— start EXCERPT —

I came to documentary filmmaking by accident. After switching majors in college a few times, I landed on a degree in English and social justice and assumed I would one day be a civil rights litigator. But through a series of missteps in the right direction I write to you today with two Emmy Awards, 10 nominations, and enough hours logged to feel, on good days, like I know what I'm doing.
What drew me to documentary, initially, was the idea that I could make positive change through storytelling and the opportunity to see the world on someone else's dime. What I couldn't have known then—and wouldn't for many years—is that the practice of documentary storytelling turns out to be a contemplative practice of becoming a better human. Which is at least on par with free upgrades on Delta.
The Koan at the Heart of Documentary Filmmaking
I first encountered koans in an intro to world religions course in college. In Zen Buddhism, a koan is a paradoxical question or statement designed to exhaust the analytical mind and catalyze sudden insight. The koan of documentary filmmaking is something like: the moment you think you know someone’s story, you stop seeing it. Which can be a little brutal, because it means the better you get at this work, the more you have to forget in order to do it well.
After years in the field, I'd developed a real feel for the work—pattern recognition in people, instincts I trusted, and shortcuts in process that maximized efficiency. My ability to "be really good with people" served me until it didn't. I could quickly decipher who people were (or so I thought) and built narratives around it, later realizing I often missed what was actually there.

— end EXCERPT —
— start DATASET CONTENT —

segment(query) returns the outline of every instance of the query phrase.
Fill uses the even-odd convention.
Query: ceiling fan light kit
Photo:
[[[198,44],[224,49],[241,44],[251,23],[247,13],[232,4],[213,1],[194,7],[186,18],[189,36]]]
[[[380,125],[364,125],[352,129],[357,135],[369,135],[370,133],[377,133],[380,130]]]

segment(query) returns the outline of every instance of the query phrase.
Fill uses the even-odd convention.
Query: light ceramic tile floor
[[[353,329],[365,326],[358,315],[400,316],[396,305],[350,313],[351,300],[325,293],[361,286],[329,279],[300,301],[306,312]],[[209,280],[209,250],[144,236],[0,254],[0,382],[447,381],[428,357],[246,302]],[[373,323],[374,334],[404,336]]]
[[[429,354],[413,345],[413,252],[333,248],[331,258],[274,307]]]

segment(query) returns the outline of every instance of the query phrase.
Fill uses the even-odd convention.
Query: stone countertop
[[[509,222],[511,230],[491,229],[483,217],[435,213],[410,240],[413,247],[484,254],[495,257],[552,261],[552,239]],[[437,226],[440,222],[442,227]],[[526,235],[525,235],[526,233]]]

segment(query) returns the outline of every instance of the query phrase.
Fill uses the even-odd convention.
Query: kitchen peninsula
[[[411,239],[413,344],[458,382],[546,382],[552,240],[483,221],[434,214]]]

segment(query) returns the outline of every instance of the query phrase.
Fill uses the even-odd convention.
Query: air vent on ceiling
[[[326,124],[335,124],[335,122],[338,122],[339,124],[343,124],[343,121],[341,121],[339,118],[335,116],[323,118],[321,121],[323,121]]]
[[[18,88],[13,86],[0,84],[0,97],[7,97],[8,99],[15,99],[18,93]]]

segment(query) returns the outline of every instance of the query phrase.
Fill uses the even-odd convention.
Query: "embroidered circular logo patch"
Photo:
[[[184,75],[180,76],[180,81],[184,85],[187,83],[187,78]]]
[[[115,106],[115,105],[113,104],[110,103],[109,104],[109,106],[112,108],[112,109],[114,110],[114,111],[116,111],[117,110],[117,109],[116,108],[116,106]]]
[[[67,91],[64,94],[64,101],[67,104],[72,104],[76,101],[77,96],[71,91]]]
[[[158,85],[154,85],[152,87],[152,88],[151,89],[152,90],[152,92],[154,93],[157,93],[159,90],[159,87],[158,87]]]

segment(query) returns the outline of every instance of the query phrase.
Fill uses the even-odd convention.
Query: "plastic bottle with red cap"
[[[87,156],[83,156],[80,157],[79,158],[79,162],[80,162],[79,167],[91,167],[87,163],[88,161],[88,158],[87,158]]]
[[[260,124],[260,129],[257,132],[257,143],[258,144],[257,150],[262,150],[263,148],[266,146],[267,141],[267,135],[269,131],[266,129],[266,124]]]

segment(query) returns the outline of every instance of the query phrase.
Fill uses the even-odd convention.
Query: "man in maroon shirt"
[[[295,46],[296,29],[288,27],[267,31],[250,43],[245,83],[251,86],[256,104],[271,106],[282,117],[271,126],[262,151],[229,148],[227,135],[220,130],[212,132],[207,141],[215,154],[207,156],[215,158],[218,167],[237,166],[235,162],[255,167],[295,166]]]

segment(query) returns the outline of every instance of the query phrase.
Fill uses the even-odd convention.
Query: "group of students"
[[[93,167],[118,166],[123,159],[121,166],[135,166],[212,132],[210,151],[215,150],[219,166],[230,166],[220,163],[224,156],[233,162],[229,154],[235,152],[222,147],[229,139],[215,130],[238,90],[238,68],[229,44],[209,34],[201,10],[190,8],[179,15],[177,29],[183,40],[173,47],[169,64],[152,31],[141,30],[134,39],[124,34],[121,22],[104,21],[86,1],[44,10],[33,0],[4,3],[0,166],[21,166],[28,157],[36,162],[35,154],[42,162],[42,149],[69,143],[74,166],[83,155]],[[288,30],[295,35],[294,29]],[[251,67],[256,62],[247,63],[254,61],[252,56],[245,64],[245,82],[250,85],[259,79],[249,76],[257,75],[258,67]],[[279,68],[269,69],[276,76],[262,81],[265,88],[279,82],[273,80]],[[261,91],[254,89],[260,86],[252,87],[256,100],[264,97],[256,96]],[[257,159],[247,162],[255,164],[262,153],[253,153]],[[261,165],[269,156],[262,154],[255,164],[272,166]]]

— end DATASET CONTENT —

## [PROBLEM SET]
A: Extract the stretch of the documentary filmmaking essay from "I came to documentary" through "what I'm doing.".
B: Write what comes next in the essay on documentary filmmaking, starting right after its final sentence.
These rows were taken from a separate source.

## [EXPECTED RESPONSES]
A:
I came to documentary filmmaking by accident. After switching majors in college a few times, I landed on a degree in English and social justice and assumed I would one day be a civil rights litigator. But through a series of missteps in the right direction I write to you today with two Emmy Awards, 10 nominations, and enough hours logged to feel, on good days, like I know what I'm doing.

B:
The resolution to the koan is, not surprisingly, also Buddhist. Zen practitioners call it shoshin—"the beginner's mind," and we all know the adage: "In the beginner's mind there are many possibilities; in the expert's mind there are few." As a doc filmmaker, you want those many possibilities. You want the threads that pull, the surprise, the sense that people can challenge your expectations. Because if you start fitting someone’s story into a shape you've already created before you hit record, it doesn't matter how compelling that shape is: It's yours, not theirs. People are not patterns.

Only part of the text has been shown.